Figure out running nodes

[rphmeier]

Storage:

• Rollup stacks are very immature so all historical blocks must be kept and served. Calibrate maximum block size based on not overwhelming a 2TB SSD in 1 year

CPU:

• 2 / 3 vCPUs

Network:

• Validators: 500Mb, RPC nodes: 1Gb

Memory:

• 16GB / 32GB ? Mempool is likely the largest contributor

[gabriele-0201]

MaxBlockSize = ?

• Data:
  • Block_T = Block Production Period = 6 [secs] (is async backing active?)
  • MaxSize = 2⁴¹ [bytes] (2TB)
  • TotalExecutionTime = 365 * 24 * 60 * 60 [secs] (1 Year)
  • ProducedBlock = TotalExecutionTime / Block_T = 5256000 = 5256e3
• Constraint:
  • ProducedBlock * MaxBlockSize <= MaxSize

MaxBlockSize <= (MaxSize / ProducedBlock) = 418383.42 -> 0.4MiB

If we expect to fulfill every block all the available space then the MaxBlockSize should be very small to respect the constraint

We could add another constraint, the average consumed block space is X of the MaxBlockSize, so Data and Constraint would evolve in this way:

• Data:
  • X = Avarage consumed BlockSpace [ % ]
• Constraint:
  • ProducedBlock * AvarageUsedBlockSize <= MaxSize
  • MaxBlockSize = AvarageUsedBlockSize * (100 / X)

What does this mean? AvarageUsedBlockSize will be, as before, at most 0.4MiB but we can decide what will be the MaxBlockSize in base of how much we expect the rollups will use on average the BlockSpace:

X%	MaxBlockSize MiB
10	4.
20	2.
30	1.3333333
40	1.
50	0.8
60	0.66666667
70	0.57142857
80	0.5
90	0.44444444
100	0.4

Why I think this metric could be useful? Of course we could easily go with MaxBlockSize = 0.4MiB and for sure at the end of the year MaxSize will be less then 2TB but period of intense usage followed by less one will be not considered and there would be no room for them.

Example, if X = 10% then MaxBlockSize could use 4MiB and this could leave a lot of room for rollups to test our chain for a while and then stop, things that could not be handled if the just stick with 0.4MiB.

Anyway, by default MaxBlockSize is 5MiB so I think a good expectation is to have X around 20 and 30, this would mean a MaxBlobSize = 1.5MiB

(I hope that what I wrote makes sense and I've not made any stupid mistake 😅 )

[rphmeier]

Thanks for the writeup, @gabriele-0201.

0.4MB is probably too small as a full limit. I wanted to return to this issue anyway today. The approach of averaging out the block size makes sense, but we should probably limit economically instead: I wouldn't mind if every block was absolutely full, as long as fees are being paid by organic demand, not spam.

We should structure the system such that we target a block fullness level of X while allowing blocks to be as large as 5MB. Blocks which are less full than X cause fees to reduce, and blocks which are more full than X cause fees to increase.

### Job 1
In the thread on running nodes, rewrite the paragraph that begins "0.4MB is probably too small" as a short bulleted list that keeps its main points.
### Job 2
Answer from the thread on running nodes, one line each:
(a) How much memory is suggested for a node?
(b) What network bandwidth is listed for RPC nodes?
(c) What is the default MaxBlockSize?
### Job 3
Continue the thread on running nodes from its last sentence.
The items have nothing to do with this work.

### Raw records
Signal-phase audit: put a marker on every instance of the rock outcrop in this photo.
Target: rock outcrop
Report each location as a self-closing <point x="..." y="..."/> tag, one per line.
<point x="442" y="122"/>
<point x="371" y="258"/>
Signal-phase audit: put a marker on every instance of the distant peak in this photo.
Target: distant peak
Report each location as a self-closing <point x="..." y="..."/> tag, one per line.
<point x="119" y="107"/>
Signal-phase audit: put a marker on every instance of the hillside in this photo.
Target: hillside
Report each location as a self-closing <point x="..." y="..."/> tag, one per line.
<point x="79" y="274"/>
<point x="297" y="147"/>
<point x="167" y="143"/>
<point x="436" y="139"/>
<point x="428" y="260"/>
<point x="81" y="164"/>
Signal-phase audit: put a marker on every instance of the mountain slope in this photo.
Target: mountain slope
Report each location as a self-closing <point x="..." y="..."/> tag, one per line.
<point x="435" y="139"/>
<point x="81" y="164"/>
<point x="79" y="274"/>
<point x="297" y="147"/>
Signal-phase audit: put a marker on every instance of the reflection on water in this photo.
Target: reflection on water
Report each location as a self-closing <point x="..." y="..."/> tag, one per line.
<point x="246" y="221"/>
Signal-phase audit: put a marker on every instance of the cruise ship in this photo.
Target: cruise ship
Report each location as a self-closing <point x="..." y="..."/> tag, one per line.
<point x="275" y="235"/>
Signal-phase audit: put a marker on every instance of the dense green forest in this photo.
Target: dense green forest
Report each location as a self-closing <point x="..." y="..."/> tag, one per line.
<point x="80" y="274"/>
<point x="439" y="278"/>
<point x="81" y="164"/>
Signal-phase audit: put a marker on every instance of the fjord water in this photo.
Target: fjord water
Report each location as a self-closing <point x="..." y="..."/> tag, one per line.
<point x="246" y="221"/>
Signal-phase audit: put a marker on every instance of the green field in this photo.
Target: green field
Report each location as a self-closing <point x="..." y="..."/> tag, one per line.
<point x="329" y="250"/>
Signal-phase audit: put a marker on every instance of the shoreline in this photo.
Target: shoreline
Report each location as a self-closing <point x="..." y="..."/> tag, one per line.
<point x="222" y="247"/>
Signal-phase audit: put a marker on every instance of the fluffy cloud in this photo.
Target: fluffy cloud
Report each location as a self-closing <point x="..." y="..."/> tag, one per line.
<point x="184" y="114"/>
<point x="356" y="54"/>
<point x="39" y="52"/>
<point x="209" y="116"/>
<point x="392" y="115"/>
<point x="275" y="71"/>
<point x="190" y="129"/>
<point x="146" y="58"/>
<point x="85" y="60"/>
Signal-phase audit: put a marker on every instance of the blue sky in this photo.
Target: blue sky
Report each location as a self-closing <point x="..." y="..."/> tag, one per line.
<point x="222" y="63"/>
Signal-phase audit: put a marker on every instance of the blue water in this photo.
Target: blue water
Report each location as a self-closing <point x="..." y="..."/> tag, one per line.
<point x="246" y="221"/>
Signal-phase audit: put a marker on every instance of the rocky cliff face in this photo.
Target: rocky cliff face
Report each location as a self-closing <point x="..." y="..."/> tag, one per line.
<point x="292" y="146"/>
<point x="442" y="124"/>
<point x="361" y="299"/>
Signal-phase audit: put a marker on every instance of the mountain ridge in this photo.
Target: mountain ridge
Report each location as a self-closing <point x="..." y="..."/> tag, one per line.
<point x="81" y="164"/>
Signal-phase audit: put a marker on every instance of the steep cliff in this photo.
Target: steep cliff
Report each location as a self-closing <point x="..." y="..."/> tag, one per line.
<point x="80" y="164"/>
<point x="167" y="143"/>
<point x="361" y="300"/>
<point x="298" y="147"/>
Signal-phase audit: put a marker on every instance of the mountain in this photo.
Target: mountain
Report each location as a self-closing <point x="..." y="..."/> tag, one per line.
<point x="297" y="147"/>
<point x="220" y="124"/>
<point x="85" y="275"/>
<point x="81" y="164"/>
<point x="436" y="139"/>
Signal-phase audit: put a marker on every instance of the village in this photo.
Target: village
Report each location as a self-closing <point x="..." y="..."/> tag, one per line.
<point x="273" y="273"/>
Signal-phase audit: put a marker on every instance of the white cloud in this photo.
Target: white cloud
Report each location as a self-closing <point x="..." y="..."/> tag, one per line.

### Reply 1
- 0.4MB is probably too small as a full block-size limit.
- Averaging out the block size is a sensible approach.
- The limit should probably be economic instead.
- Completely full blocks are acceptable if organic demand pays the fees, not spam.

### Reply 2
(a) 16GB / 32GB
(b) 1Gb
(c) 5MiB

### Reply 3
We can consider a block 'economically full' at X = 0.4MB, and target fee increases for anything beyond that. If blocks are consistently larger than 0.4MB, the prices should adapt automatically. And in that case, we should also adapt, since there is very stable demand. In practice, until asynchronous backing lands, we can target 0.8MB. By comparison, the typical Ethereum block is about 60-100KB in size.

The Polkadot fee mechanism can auto-adjust to target a particular block fullness, with both a fast and slow mechanism. We currently import the Polkadot slow adjusting fee mechanism, but should provide our own parameters based on the blob use-case.

I also would like to establish a Thrum account on the parachain which receives 5% of all fees. In that case, the demand would directly fund scaling operations.

[gabriele-0201]

Blocks which are less full than X cause fees to reduce, and blocks which are more full than X cause fees to increase.

Nice! I really like this Idea!!

If blocks are consistently larger than 0.4MB, the prices should adapt automatically

Just to make sure, your idea is that if the block is constantly bigger than 0.4 MiB, then we should adjust the target fee to encourage users to use the chain, and then we can increase our 2TB maximum space because there is effectively a demand. I understood it correctly?

We currently import the Polkadot slow adjusting fee mechanism

So what you described earlier is something that is already implemented in Polkadot, and we can use it. Great! I will try to understand how to make it more tailor-made so that we can add our parameters!

[rphmeier]

Just to make sure, your idea is that if the block is constantly bigger than 0.4 MiB, then we should adjust the target fee to encourage users to use the chain, and then we can increase our 2TB maximum space because there is effectively a demand. I understood it correctly?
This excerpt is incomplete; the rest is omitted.